[Exercise requirements]: Reproduce the listing from its beginning through the line containing "positive clicks: (377, 122)", changing every "rough mask" to "coarse mask" and keeping everything else the same. Leave the picture out of your answer.

[Data extract]:
◆ ◆ ◆ ◆
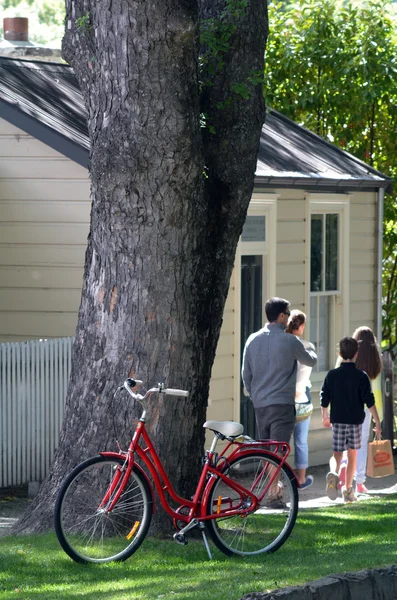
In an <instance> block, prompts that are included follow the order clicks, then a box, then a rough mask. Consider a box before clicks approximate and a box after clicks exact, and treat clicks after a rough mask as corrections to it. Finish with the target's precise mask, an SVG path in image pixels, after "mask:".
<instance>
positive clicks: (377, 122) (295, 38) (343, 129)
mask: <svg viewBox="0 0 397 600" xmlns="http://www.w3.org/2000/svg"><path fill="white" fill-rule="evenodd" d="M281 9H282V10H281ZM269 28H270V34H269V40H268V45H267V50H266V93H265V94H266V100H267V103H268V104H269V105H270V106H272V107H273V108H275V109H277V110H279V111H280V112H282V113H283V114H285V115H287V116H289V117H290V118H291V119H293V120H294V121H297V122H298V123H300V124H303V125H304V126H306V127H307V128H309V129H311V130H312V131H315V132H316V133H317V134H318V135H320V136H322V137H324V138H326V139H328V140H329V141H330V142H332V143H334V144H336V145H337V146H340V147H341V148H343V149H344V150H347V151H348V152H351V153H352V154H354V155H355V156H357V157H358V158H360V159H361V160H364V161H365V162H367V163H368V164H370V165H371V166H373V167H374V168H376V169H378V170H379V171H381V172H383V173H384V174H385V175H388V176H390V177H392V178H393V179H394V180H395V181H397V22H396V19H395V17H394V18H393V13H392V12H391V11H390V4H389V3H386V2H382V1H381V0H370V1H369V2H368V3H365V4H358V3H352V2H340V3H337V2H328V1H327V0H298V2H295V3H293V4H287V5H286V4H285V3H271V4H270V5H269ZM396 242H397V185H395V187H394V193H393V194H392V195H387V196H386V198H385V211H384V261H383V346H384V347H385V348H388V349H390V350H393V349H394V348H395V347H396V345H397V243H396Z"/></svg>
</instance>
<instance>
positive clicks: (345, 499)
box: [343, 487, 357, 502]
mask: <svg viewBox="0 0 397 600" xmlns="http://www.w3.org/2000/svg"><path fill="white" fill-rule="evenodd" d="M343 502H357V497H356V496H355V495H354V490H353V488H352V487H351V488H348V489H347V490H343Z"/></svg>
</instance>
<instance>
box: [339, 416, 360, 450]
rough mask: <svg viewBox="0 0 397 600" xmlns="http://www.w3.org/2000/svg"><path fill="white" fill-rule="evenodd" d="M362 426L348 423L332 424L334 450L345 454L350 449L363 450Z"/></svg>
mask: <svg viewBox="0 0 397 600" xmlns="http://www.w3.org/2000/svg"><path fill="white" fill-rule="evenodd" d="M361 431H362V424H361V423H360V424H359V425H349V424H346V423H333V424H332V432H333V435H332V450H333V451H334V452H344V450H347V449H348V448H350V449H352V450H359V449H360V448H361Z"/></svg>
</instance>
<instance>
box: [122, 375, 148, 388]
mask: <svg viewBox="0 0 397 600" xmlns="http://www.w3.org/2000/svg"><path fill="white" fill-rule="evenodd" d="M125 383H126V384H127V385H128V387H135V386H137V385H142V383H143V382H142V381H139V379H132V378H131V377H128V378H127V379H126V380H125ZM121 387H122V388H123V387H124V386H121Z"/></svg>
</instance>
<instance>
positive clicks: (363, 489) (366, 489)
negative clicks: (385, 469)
◆ ◆ ◆ ◆
[Solution]:
In an <instance> block, prompts that are included follow the order clicks, then a box, then a coarse mask. Consider a box before clicks approximate and a box after clicks exact, and treat clicks after a coarse mask as corrections to it. Finish with the target's precise mask, an SVG path in image pixels, after "mask:".
<instance>
positive clicks: (377, 122) (295, 38) (343, 129)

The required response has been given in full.